## Written task
Reproduce every one of the following lines without any changes, leaving out the pictures.

[Dataset rows]
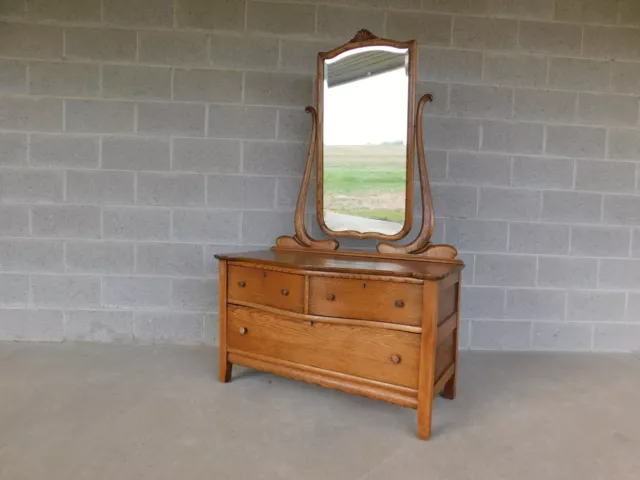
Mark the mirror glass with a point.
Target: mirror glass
(365, 103)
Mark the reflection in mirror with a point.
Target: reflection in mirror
(365, 107)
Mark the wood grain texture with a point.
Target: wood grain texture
(358, 351)
(275, 289)
(366, 299)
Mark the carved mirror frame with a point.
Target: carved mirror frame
(418, 249)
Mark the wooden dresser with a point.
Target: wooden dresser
(386, 329)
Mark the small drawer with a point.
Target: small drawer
(392, 302)
(266, 287)
(388, 356)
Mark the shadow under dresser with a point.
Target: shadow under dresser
(386, 328)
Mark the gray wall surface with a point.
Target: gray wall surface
(138, 137)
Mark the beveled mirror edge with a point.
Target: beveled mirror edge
(365, 38)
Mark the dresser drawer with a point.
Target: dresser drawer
(266, 287)
(388, 356)
(391, 302)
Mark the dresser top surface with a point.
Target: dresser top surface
(328, 262)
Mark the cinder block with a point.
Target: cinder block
(539, 238)
(585, 11)
(581, 142)
(139, 292)
(99, 257)
(13, 149)
(206, 226)
(426, 28)
(223, 86)
(586, 306)
(100, 188)
(73, 79)
(180, 328)
(207, 156)
(482, 302)
(171, 189)
(173, 48)
(65, 291)
(505, 270)
(550, 38)
(133, 82)
(455, 201)
(99, 326)
(247, 51)
(616, 338)
(96, 116)
(620, 274)
(607, 109)
(624, 144)
(500, 335)
(31, 185)
(136, 224)
(342, 23)
(485, 33)
(482, 102)
(515, 70)
(274, 158)
(547, 173)
(618, 43)
(447, 65)
(169, 259)
(621, 210)
(14, 290)
(171, 119)
(100, 44)
(571, 207)
(147, 13)
(545, 106)
(136, 153)
(13, 76)
(237, 121)
(274, 88)
(476, 235)
(262, 228)
(210, 14)
(562, 336)
(579, 74)
(566, 272)
(31, 255)
(531, 304)
(608, 176)
(512, 137)
(31, 325)
(14, 220)
(625, 77)
(451, 133)
(68, 11)
(63, 151)
(67, 221)
(40, 114)
(195, 294)
(509, 204)
(241, 192)
(30, 41)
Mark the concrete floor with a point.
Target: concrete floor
(112, 412)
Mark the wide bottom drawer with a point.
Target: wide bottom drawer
(378, 354)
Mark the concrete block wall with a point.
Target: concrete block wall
(139, 137)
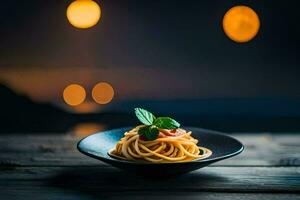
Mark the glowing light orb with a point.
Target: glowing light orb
(103, 93)
(74, 94)
(241, 23)
(83, 13)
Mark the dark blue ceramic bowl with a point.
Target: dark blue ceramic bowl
(222, 146)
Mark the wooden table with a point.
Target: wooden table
(48, 166)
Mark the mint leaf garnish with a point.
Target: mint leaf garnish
(166, 123)
(144, 116)
(150, 131)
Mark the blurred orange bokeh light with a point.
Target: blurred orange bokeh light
(83, 13)
(103, 93)
(241, 23)
(74, 94)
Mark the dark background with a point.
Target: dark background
(171, 57)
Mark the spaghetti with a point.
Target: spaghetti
(171, 146)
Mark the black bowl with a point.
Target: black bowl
(222, 146)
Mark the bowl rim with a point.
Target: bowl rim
(129, 162)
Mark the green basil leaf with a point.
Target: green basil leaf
(150, 132)
(144, 116)
(166, 123)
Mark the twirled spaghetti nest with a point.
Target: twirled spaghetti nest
(176, 148)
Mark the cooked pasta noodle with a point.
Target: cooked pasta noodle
(170, 146)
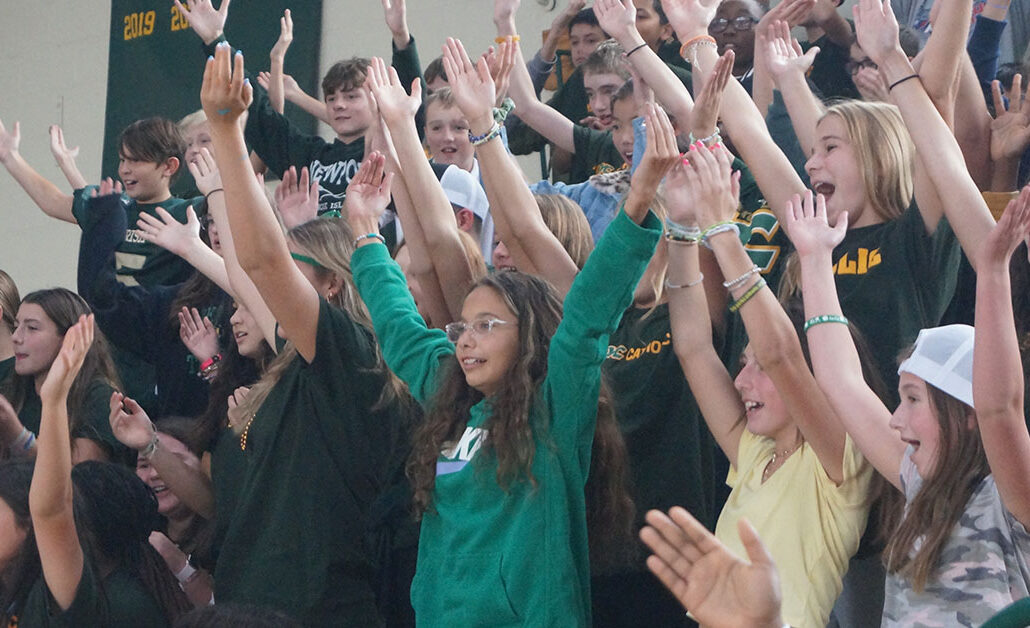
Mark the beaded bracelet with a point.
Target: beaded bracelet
(817, 320)
(715, 138)
(478, 140)
(735, 282)
(719, 228)
(501, 113)
(736, 305)
(689, 284)
(368, 236)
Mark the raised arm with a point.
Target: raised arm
(770, 168)
(691, 325)
(435, 212)
(961, 200)
(241, 286)
(277, 59)
(834, 358)
(618, 19)
(43, 193)
(789, 66)
(261, 246)
(50, 493)
(66, 159)
(997, 369)
(517, 219)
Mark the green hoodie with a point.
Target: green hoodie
(519, 557)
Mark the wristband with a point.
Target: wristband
(736, 305)
(370, 236)
(901, 80)
(634, 48)
(689, 284)
(818, 320)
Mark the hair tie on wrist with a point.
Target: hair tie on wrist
(901, 80)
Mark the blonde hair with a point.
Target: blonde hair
(884, 150)
(564, 218)
(330, 242)
(9, 300)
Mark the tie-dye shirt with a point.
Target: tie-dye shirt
(984, 564)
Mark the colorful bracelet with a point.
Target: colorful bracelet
(818, 320)
(715, 138)
(719, 228)
(735, 282)
(368, 236)
(689, 284)
(736, 305)
(901, 80)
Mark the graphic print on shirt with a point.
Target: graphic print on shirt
(456, 456)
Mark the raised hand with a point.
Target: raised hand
(808, 228)
(61, 152)
(714, 187)
(784, 54)
(369, 192)
(168, 233)
(472, 85)
(1010, 129)
(9, 140)
(75, 345)
(877, 29)
(393, 102)
(207, 23)
(226, 94)
(618, 19)
(718, 588)
(129, 422)
(705, 117)
(285, 37)
(297, 198)
(689, 18)
(205, 172)
(198, 334)
(1013, 229)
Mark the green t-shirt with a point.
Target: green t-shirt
(94, 421)
(517, 557)
(313, 464)
(137, 262)
(595, 153)
(674, 459)
(122, 600)
(893, 279)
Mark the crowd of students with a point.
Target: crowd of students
(752, 355)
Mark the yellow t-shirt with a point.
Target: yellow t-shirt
(811, 525)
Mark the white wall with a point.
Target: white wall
(54, 69)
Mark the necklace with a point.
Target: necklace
(778, 455)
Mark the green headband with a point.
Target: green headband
(306, 259)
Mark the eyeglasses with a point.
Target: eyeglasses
(480, 326)
(852, 67)
(742, 23)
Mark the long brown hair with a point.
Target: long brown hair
(64, 307)
(931, 516)
(513, 431)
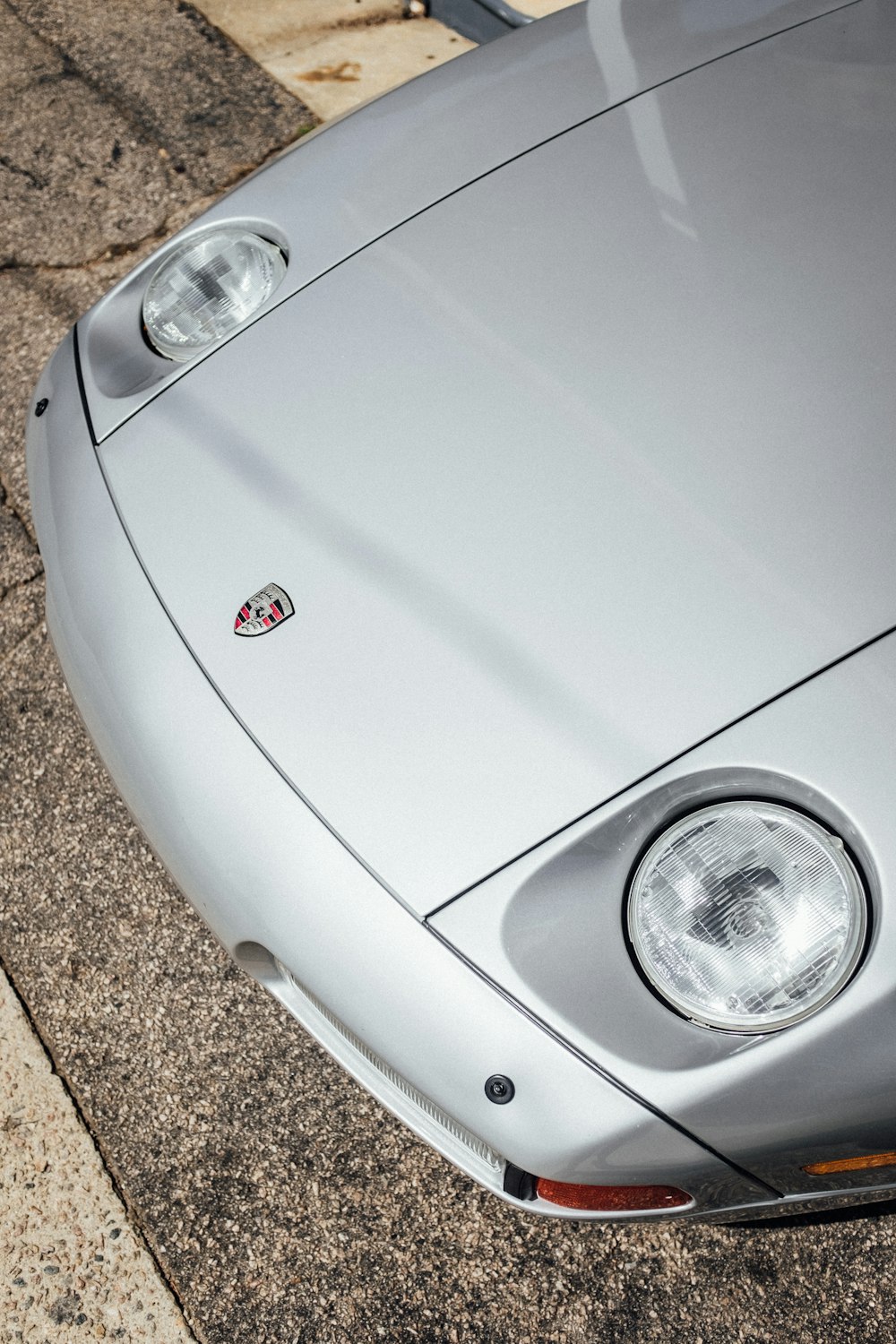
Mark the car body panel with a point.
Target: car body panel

## Response for this exercise
Mark the mirror glass with a point.
Target: mirror glass
(365, 103)
Mark the reflection in mirror with a point.
Target: reflection in mirror
(365, 107)
Mark the wood grain texture with a point.
Target: wood grain texture
(358, 351)
(275, 289)
(366, 299)
Mark the carved mirror frame with a point.
Target: carved mirror frame
(418, 249)
Mark the wooden dresser with a point.
Target: wooden dresser
(386, 329)
Mark the small drawer with a point.
Target: small drawer
(392, 302)
(266, 287)
(388, 356)
Mark the shadow under dresser with a point.
Target: shadow under dresser
(386, 328)
Mark the gray wall surface with a point.
Target: gray wall surface
(138, 137)
Mark the beveled mirror edge with a point.
Target: beveled mirror edge
(365, 38)
Mark the dresser drawer with a point.
Target: dresser drawer
(266, 287)
(388, 356)
(391, 302)
Mark the dresser top surface with a point.
Target: dresser top surface
(328, 262)
Mark the cinder block with a point.
Target: cinder block
(539, 238)
(585, 11)
(581, 142)
(139, 292)
(99, 257)
(13, 149)
(206, 226)
(426, 28)
(223, 86)
(586, 306)
(100, 188)
(73, 79)
(180, 328)
(207, 156)
(482, 302)
(171, 189)
(173, 48)
(65, 291)
(505, 270)
(550, 38)
(133, 82)
(455, 201)
(99, 326)
(247, 51)
(616, 338)
(96, 116)
(620, 274)
(607, 109)
(624, 144)
(500, 335)
(31, 185)
(136, 224)
(342, 23)
(485, 33)
(482, 102)
(515, 70)
(274, 158)
(547, 173)
(618, 43)
(447, 65)
(169, 259)
(621, 210)
(14, 290)
(171, 119)
(100, 44)
(571, 207)
(147, 13)
(545, 106)
(136, 153)
(13, 76)
(237, 121)
(274, 88)
(476, 235)
(262, 228)
(210, 14)
(562, 336)
(579, 74)
(566, 272)
(31, 255)
(531, 304)
(608, 176)
(512, 137)
(31, 325)
(14, 220)
(625, 77)
(451, 133)
(68, 11)
(63, 151)
(67, 221)
(40, 114)
(195, 294)
(509, 204)
(241, 192)
(30, 41)
Mark the concrete floor with a point.
Target: concrete floor
(112, 412)
Mark the wide bottom drawer with a point.
Target: wide bottom drawer
(378, 354)
Mark the concrete block wall with a point.
Target: concrete block wall
(139, 137)
Mark the glowing light orb with a point.
Target: glowing light orb
(103, 93)
(74, 94)
(241, 23)
(83, 13)
Mark the dark blue ceramic bowl with a point.
Target: dark blue ceramic bowl
(222, 146)
Mark the wooden table with a point.
Target: wooden table
(48, 166)
Mark the mint leaf garnish with a point.
Target: mint leaf garnish
(166, 123)
(144, 116)
(150, 131)
Mark the blurred orange bokeh light with a point.
Target: blurred orange bokeh light
(83, 13)
(103, 93)
(241, 23)
(74, 94)
Mark the dark background with a point.
Target: dark background
(171, 57)
Mark the spaghetti with a point.
Target: spaghetti
(171, 146)
Mark the black bowl with a point.
Target: black bowl
(222, 146)
Mark the bowl rim with a point.
Target: bowl rim
(129, 162)
Mark the green basil leaf with a point.
Target: green basil leaf
(150, 132)
(144, 116)
(166, 123)
Mark the twirled spaghetti nest with a point.
Target: twirled spaghetti nest
(176, 148)
Mark the cooked pasta noodle with a point.
Target: cooked pasta noodle
(170, 146)
Mark the beaded bracelet with a point.
Target: beaded bracelet
(817, 320)
(715, 138)
(478, 140)
(735, 282)
(719, 228)
(501, 113)
(736, 305)
(689, 284)
(368, 236)
Mark the raised arm with a point.
Target: raised arm
(770, 168)
(691, 325)
(435, 212)
(961, 200)
(241, 286)
(277, 59)
(834, 358)
(618, 19)
(43, 193)
(789, 66)
(261, 246)
(50, 493)
(66, 159)
(997, 369)
(517, 219)
Mark the green hoodie with a point.
Target: green hoodie
(519, 557)
Mark the wristband with a point.
Target: wristband
(736, 305)
(370, 236)
(901, 80)
(634, 48)
(689, 284)
(818, 320)
Mark the hair tie on wrist with a point.
Target: hair tie on wrist
(901, 80)
Mark the blonde hair with a point.
Target: blonde hair
(884, 150)
(564, 218)
(330, 242)
(9, 300)
Mark the tie-dye shirt with a point.
Target: tie-dye shirt
(984, 564)
Mark the colorful bracelet with a point.
Target: colorful bracelet
(818, 320)
(715, 138)
(719, 228)
(735, 282)
(368, 236)
(689, 284)
(736, 305)
(901, 80)
Mark the graphic print on shirt with a point.
Target: graphic print on shirt
(456, 456)
Mark the raised hand with a point.
Target: raised hand
(808, 228)
(61, 152)
(714, 187)
(784, 54)
(369, 192)
(168, 233)
(472, 85)
(1010, 129)
(9, 140)
(75, 345)
(877, 29)
(393, 102)
(207, 23)
(226, 94)
(618, 19)
(718, 588)
(129, 422)
(705, 117)
(285, 37)
(297, 198)
(689, 18)
(205, 172)
(198, 334)
(1013, 229)
Mark the green t-shirt with a point.
Target: green t-shirt
(94, 421)
(517, 557)
(313, 464)
(137, 262)
(595, 153)
(674, 459)
(122, 600)
(893, 279)
Mark the crowd of students with a point.
Target: crowd of students
(752, 355)
Mark the yellow t-shirt with a point.
Target: yellow t-shirt
(811, 525)
Mark the white wall with a point.
Target: white wall
(54, 69)
Mark the necklace with a point.
Target: necklace
(778, 455)
Mark the green headband with a point.
Target: green headband
(306, 259)
Mark the eyeglasses with a point.
Target: eyeglasses
(480, 326)
(852, 67)
(742, 23)
Mark the long brown hair with a point.
Target: long brown hair
(64, 307)
(931, 516)
(513, 431)
Mark the car body panel with a point.
Target: car body panel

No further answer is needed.